**EXERCISE**
Apart from the pictures, which must be omitted, restate the data exactly.

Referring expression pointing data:

-- Opening Marker --

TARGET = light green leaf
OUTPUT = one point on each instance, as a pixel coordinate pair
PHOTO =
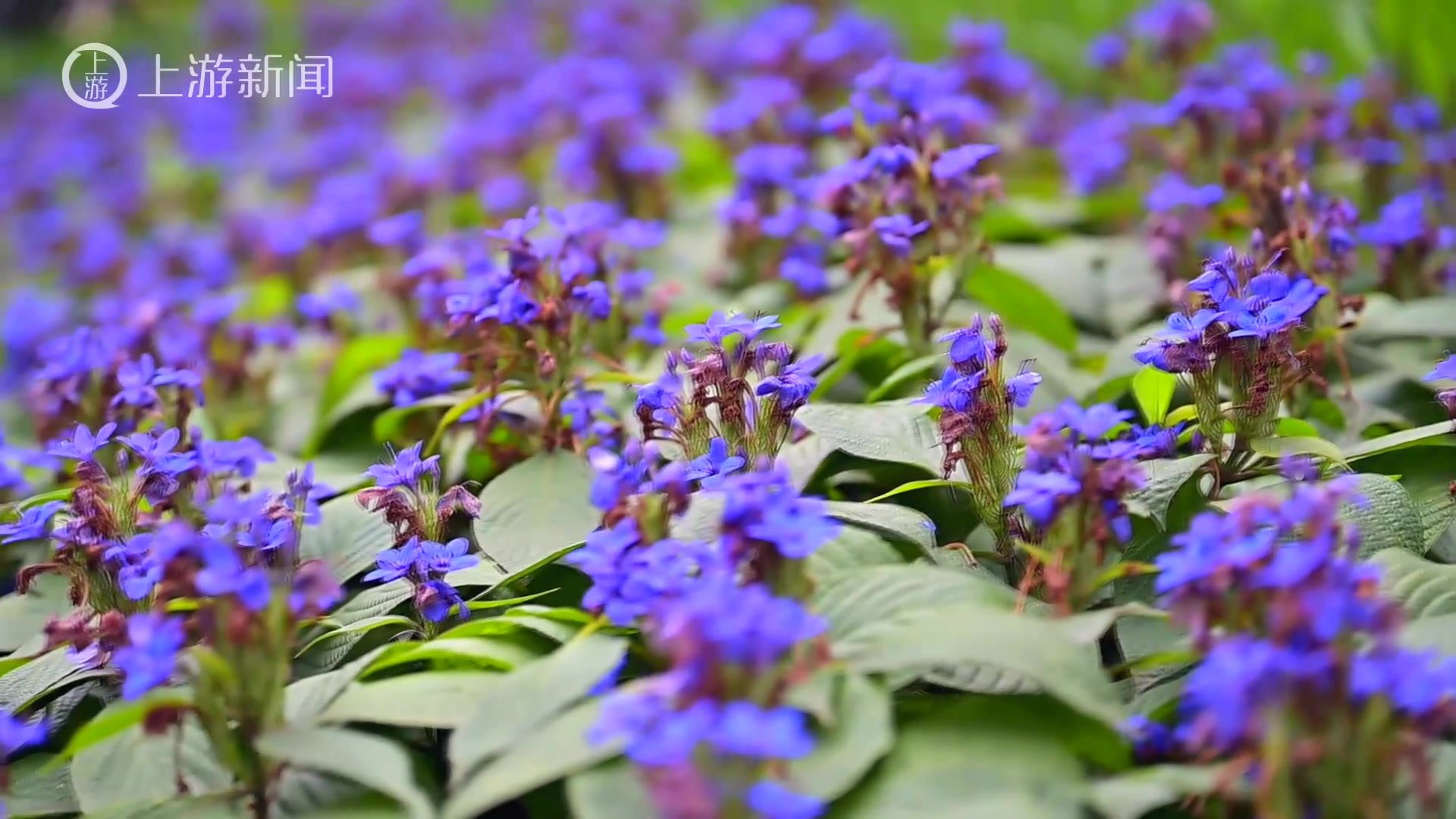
(536, 509)
(1440, 433)
(1138, 792)
(1022, 305)
(861, 732)
(552, 752)
(1153, 391)
(529, 697)
(347, 539)
(364, 758)
(1301, 445)
(1165, 477)
(897, 433)
(1424, 589)
(1030, 648)
(1386, 519)
(890, 521)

-- Closing Marker --

**REPLY**
TARGET = light green leaf
OUTPUT = one point on each instance, as a pixel coordinate pair
PHOTO =
(536, 509)
(1440, 433)
(1138, 792)
(1022, 305)
(861, 732)
(552, 752)
(1153, 391)
(529, 697)
(347, 539)
(364, 758)
(1301, 445)
(1165, 477)
(897, 433)
(1424, 589)
(1030, 648)
(1386, 519)
(890, 521)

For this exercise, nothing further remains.